• AIM
Update all of the rows below, replacing every "run detection" with "detect objects" and changing nothing else. Write out the full set of rows with that change.

● ● ●

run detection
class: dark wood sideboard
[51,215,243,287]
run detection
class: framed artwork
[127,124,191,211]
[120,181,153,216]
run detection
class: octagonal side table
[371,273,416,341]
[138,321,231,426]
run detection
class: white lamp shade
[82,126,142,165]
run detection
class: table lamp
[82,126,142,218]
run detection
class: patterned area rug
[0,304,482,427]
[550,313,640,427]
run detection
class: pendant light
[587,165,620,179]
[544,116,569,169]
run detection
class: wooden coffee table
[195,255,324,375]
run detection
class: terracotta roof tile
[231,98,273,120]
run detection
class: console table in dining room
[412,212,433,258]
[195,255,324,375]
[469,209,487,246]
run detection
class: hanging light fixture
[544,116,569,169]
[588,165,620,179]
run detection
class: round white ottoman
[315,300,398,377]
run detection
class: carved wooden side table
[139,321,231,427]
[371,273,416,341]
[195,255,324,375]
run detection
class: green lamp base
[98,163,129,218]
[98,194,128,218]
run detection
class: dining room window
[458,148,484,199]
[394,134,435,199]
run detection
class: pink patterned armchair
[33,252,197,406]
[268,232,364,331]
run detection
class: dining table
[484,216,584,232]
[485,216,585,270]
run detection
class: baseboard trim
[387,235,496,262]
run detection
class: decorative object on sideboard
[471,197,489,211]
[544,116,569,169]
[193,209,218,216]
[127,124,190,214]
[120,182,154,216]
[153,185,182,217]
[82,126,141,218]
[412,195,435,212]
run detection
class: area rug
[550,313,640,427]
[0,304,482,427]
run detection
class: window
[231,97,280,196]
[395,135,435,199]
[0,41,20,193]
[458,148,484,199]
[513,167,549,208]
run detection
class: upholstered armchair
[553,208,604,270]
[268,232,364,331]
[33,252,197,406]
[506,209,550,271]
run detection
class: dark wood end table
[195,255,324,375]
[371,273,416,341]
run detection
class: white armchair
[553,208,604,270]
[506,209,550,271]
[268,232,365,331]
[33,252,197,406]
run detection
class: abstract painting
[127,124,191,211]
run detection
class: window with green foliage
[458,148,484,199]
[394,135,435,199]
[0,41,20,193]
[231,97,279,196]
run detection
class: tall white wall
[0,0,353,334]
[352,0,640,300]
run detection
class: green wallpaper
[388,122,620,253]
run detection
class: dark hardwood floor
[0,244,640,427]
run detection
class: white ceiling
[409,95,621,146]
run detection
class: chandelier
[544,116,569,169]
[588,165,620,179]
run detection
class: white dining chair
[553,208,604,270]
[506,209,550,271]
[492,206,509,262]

● ● ●

• TASK ANSWER
detect objects
class: dark wood sideboard
[51,215,243,287]
detect objects
class: framed artwork
[127,124,191,211]
[120,181,153,216]
detect objects
class: octagonal side table
[371,273,416,341]
[138,321,231,426]
detect objects
class: white lamp shade
[82,126,142,165]
detect objects
class: table lamp
[82,126,142,218]
detect objects
class: patterned area rug
[0,304,482,427]
[550,313,640,427]
detect objects
class: pendant light
[587,165,620,179]
[544,116,569,169]
detect objects
class: wooden coffee table
[195,255,324,375]
detect objects
class: terracotta roof tile
[231,98,273,120]
detect objects
class: console table in dining room
[412,212,433,258]
[195,255,324,375]
[469,209,487,246]
detect objects
class: hanging light fixture
[544,116,569,169]
[588,165,620,179]
detect objects
class: round white ottoman
[315,300,398,377]
detect objects
class: carved wooden side table
[139,321,231,427]
[371,273,416,341]
[195,255,324,375]
detect objects
class: green lamp base
[98,163,129,218]
[98,194,128,218]
detect objects
class: dining room window
[458,148,484,199]
[394,134,435,199]
detect objects
class: pink patterned armchair
[33,252,197,406]
[268,232,364,331]
detect objects
class: dining table
[484,216,584,232]
[485,216,585,270]
detect objects
class: baseboard trim
[387,235,496,262]
detect objects
class: decorative object on sideboard
[471,197,489,211]
[544,116,569,169]
[193,209,218,216]
[127,124,190,214]
[120,182,154,216]
[153,185,182,217]
[82,126,141,218]
[412,195,435,212]
detect objects
class: area rug
[550,313,640,427]
[0,304,482,427]
detect objects
class: window
[231,97,280,196]
[395,135,435,199]
[0,41,20,193]
[458,148,484,199]
[513,167,549,208]
detect objects
class: upholstered armchair
[553,208,604,270]
[268,232,364,331]
[33,252,197,406]
[506,209,550,271]
detect objects
class: dark wood end table
[195,255,324,375]
[371,273,416,341]
detect objects
class: white armchair
[553,208,604,270]
[506,209,550,271]
[268,232,365,331]
[33,252,197,406]
detect objects
class: abstract painting
[127,124,191,211]
detect objects
class: window with green foliage
[458,148,484,199]
[394,135,435,199]
[0,41,20,193]
[231,97,279,196]
detect objects
class: tall white wall
[0,0,353,334]
[352,0,640,300]
detect objects
class: green wallpaper
[388,122,620,253]
detect objects
class: dark hardwood floor
[0,244,640,427]
detect objects
class: white ceiling
[409,95,621,146]
detect objects
class: chandelier
[544,116,569,169]
[588,165,620,179]
detect objects
class: white dining chair
[553,208,604,270]
[506,209,550,271]
[492,206,509,262]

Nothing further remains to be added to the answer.